ASSIGNMENT:
Explain why the passage on Parsons's stage career gives 1763 as the year Parsons began working with David Garrick.

PROVIDED TEXT:
In 1763, Parsons began working with David Garrick, when Parsons played Filch in The Beggar's Opera at Drury Lane. Parsons would appear in over 200 roles at Drury Lane over the years, mostly in supporting or non important roles.

Parsons took on the role of the original Nicodemus in Elizabeth Griffith's play Platonick Wife in January 1765 before appearing for the first time at the Haymarket in the role of Dr. Catgut in Foote's The Commissary later that same year. Parsons would appear regularly at the Haymarket during the summers, introducing characters in new comedies. During that season, Parsons appeared in Henry IV, Part 1 as Douglas, in Hamlet as Rosencrantz, in Love Makes a Man and as Robert in All in the Wrong.

Parsons took on more character driven roles in this time period, with character driven roles such as the snitch-servant Blunt in The London Merchant and as Lord Plausible in Plain Dealer to appearing as Gobbo in The Merchant of Venice and Sir William Meadows in Love in a Village.

[Natural language region descriptions]
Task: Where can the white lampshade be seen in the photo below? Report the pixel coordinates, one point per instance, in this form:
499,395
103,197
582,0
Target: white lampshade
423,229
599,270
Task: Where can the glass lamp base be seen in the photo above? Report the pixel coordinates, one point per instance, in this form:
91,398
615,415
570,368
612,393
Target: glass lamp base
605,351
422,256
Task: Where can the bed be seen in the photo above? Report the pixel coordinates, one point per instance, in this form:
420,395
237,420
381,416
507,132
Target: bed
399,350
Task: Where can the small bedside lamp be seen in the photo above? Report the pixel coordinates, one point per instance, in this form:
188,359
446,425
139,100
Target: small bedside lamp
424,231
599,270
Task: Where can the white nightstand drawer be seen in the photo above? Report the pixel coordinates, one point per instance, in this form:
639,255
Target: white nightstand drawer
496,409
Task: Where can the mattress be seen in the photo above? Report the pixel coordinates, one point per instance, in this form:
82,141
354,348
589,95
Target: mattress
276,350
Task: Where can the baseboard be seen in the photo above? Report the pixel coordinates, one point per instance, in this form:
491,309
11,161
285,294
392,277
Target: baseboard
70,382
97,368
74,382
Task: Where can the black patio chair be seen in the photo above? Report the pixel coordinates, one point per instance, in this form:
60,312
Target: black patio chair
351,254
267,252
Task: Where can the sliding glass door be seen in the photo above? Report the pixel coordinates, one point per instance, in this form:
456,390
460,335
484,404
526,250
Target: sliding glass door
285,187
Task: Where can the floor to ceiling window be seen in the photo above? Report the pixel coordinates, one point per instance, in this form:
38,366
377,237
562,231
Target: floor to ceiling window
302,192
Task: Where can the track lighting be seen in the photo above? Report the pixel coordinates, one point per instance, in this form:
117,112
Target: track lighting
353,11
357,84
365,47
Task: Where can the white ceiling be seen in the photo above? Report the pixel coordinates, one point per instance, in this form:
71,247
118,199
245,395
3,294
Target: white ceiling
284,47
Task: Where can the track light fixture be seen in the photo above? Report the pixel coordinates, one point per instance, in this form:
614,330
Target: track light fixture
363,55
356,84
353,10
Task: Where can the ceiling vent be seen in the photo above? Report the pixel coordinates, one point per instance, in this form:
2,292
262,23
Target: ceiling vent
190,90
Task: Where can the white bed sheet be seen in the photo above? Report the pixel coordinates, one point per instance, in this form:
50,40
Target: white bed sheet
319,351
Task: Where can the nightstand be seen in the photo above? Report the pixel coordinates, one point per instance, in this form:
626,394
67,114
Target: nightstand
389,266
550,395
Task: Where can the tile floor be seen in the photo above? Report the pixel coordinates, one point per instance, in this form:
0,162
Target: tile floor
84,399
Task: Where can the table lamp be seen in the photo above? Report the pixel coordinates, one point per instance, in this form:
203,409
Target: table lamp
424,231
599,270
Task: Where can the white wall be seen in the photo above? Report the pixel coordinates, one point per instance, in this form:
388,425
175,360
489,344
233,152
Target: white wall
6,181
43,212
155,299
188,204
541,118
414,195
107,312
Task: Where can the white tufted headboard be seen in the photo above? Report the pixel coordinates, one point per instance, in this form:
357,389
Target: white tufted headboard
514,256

COMPLETED EXERCISE:
In 1763 Parsons played Filch in The Beggar's Opera at Drury Lane, and the passage marks that performance as the start of the work with Garrick.